Problem to work on =
Pictures do not belong in the copy; quote every entry below exactly.

Record set =

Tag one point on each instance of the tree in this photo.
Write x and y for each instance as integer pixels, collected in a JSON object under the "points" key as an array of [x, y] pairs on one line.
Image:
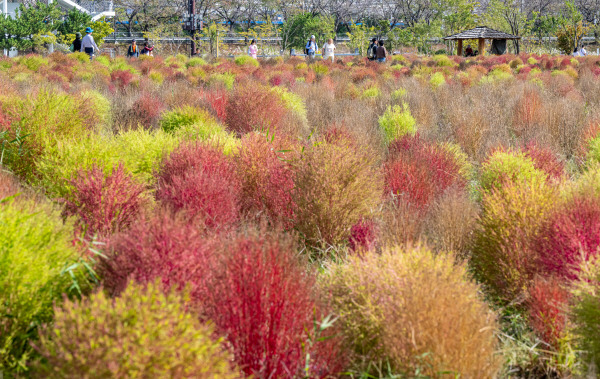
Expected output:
{"points": [[571, 28], [75, 21], [299, 28], [28, 26], [507, 14]]}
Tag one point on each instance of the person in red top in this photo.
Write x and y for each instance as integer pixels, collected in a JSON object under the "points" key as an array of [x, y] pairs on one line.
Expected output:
{"points": [[381, 52]]}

Response to the task =
Tag one point on each instance of the tree in this photo.
Write x and y for each instance as integer pixels, collected in a JSON object under the "points" key as an array of [x, y] pairs on one line.
Image:
Expected output:
{"points": [[571, 28], [75, 21], [299, 28], [28, 26], [507, 14]]}
Tag one point on each instance of the person in red top in this photo.
Write x and y for each instance as integer pixels, collected in a JSON object under the "points" key as an array of [x, y] pairs on one line.
Expected output:
{"points": [[381, 52]]}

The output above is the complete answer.